## Your assignment
From first line to last, transcribe the listing exactly and skip any image.

Data supplied: Begin

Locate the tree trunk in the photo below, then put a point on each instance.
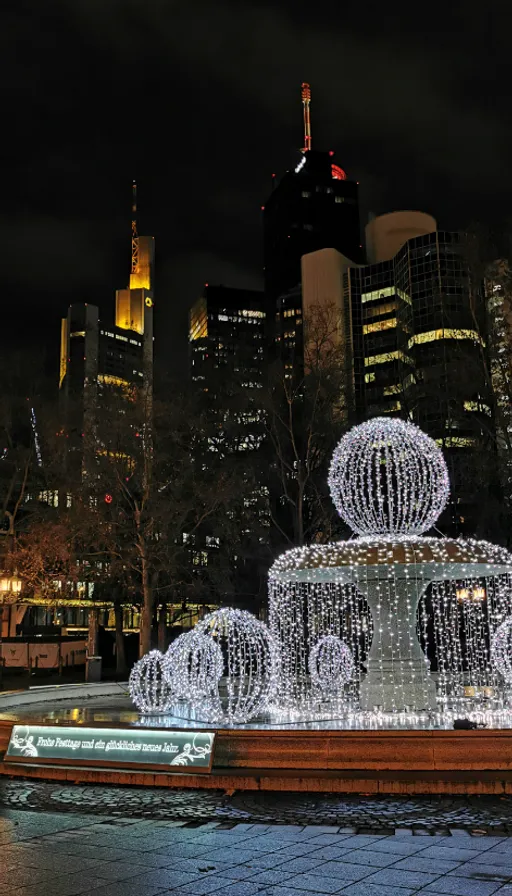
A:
(92, 640)
(120, 651)
(146, 618)
(162, 628)
(300, 517)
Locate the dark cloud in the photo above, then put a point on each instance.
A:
(201, 102)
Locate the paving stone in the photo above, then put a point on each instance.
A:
(279, 891)
(398, 847)
(501, 857)
(451, 855)
(269, 876)
(344, 871)
(478, 871)
(369, 857)
(301, 864)
(330, 852)
(313, 883)
(391, 877)
(418, 863)
(457, 886)
(204, 886)
(364, 889)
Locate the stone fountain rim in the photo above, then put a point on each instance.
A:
(435, 559)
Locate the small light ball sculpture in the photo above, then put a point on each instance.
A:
(501, 650)
(193, 667)
(250, 662)
(331, 666)
(149, 689)
(387, 477)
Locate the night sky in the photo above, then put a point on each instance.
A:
(200, 101)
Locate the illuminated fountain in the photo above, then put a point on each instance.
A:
(396, 598)
(390, 624)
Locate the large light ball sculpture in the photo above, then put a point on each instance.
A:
(250, 663)
(193, 667)
(148, 686)
(387, 477)
(331, 666)
(501, 650)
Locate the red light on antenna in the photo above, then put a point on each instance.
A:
(338, 173)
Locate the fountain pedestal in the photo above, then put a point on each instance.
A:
(398, 677)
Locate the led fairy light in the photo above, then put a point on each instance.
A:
(388, 477)
(149, 689)
(501, 650)
(251, 664)
(193, 667)
(331, 666)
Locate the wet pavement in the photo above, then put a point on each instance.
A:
(434, 815)
(67, 854)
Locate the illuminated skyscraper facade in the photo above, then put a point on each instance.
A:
(228, 343)
(96, 354)
(419, 351)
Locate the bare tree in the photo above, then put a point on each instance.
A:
(306, 414)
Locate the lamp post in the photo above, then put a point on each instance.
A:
(9, 585)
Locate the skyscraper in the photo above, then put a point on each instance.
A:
(228, 365)
(314, 206)
(96, 355)
(412, 326)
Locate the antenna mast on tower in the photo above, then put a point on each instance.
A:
(135, 235)
(306, 102)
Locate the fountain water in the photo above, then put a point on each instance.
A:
(390, 623)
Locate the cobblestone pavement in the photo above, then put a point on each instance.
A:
(68, 854)
(371, 815)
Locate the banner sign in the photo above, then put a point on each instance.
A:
(173, 750)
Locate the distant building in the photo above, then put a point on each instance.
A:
(313, 207)
(228, 340)
(412, 326)
(98, 354)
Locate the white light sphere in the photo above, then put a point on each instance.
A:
(501, 650)
(387, 477)
(193, 667)
(250, 662)
(148, 686)
(331, 666)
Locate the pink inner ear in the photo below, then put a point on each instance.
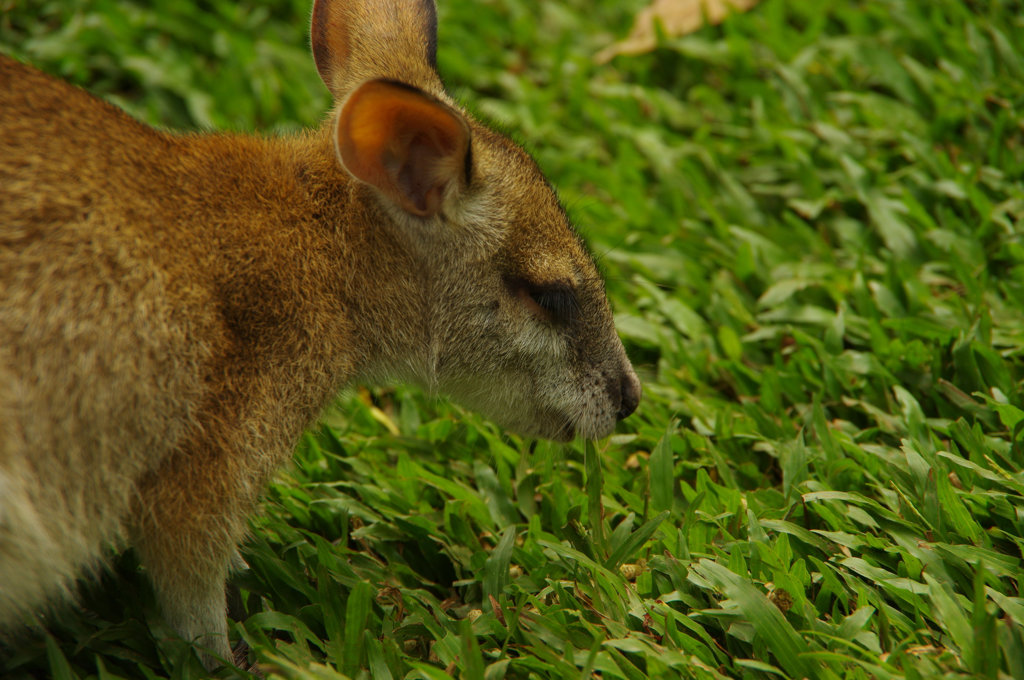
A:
(404, 142)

Data supplied: End

## Solution to this task
Locate the tree trunk in the photo below, then put a point on each instance.
A:
(92, 640)
(120, 651)
(146, 618)
(162, 628)
(300, 517)
Locate the dark cloud in the photo above, then put a point on each instance.
A:
(201, 102)
Locate the paving stone in the photo above, then put a point on each instance.
A:
(279, 891)
(398, 847)
(501, 857)
(451, 855)
(269, 876)
(344, 871)
(478, 871)
(369, 857)
(301, 864)
(330, 852)
(313, 883)
(391, 877)
(418, 863)
(457, 886)
(204, 886)
(364, 889)
Locate the stone fountain rim in the photo above, then put a point on each instance.
A:
(435, 559)
Locate the small light ball sculpture in the photo above, then put a point on each instance.
A:
(501, 650)
(193, 667)
(250, 662)
(331, 666)
(149, 689)
(387, 477)
Locate the night sky in the photo above, then put a point on each instance.
A:
(200, 101)
Locate the illuminated fountain in the photo above, then put a point on each instance.
A:
(396, 598)
(390, 624)
Locate the large light ball sculpture in the photo above, then put a point on each instance.
A:
(250, 663)
(193, 667)
(148, 686)
(387, 477)
(331, 666)
(501, 650)
Locate the red light on antenna in the photo above, then put a point on each instance.
A:
(338, 173)
Locate the fountain pedestal in the photo above, then put a point on each instance.
A:
(398, 677)
Locate the led fairy light in the photo above, then put a point on each instance.
A:
(388, 477)
(149, 689)
(501, 650)
(251, 664)
(193, 667)
(331, 666)
Locate the wet pavement in the photo above, then put a point on each instance.
A:
(434, 815)
(67, 854)
Locate the illuminated skyscraper facade in the photo above, then put a point on each instance.
A:
(228, 343)
(96, 354)
(419, 351)
Locate the bare tree in the photo above, then put a point on each instance.
A:
(306, 414)
Locate the lamp post in the photo above, then put a point on each instance.
A:
(9, 585)
Locate the skyscraper in the photo above, then put a point on each instance.
A:
(228, 365)
(314, 206)
(96, 355)
(412, 326)
Locate the antenna mast on tower in the photo above, then put a point on each instance.
A:
(135, 235)
(306, 102)
Locate the fountain water in the photo above, then put a point on each instance.
A:
(390, 623)
Locate the cobblestone pavement in the photo above, then put a point on each instance.
A:
(68, 854)
(371, 815)
Locate the banner sign in the photo above, then put a point on each instance.
A:
(173, 750)
Locate the distant building in the photo above, then put a point on each instance.
A:
(313, 207)
(228, 340)
(412, 326)
(98, 354)
Locate the white light sphere in the photo above, then put a point on each instance.
A:
(501, 650)
(387, 477)
(193, 667)
(250, 662)
(148, 686)
(331, 666)
Locate the pink inner ear in the photo below, then put a point on each instance.
A:
(404, 142)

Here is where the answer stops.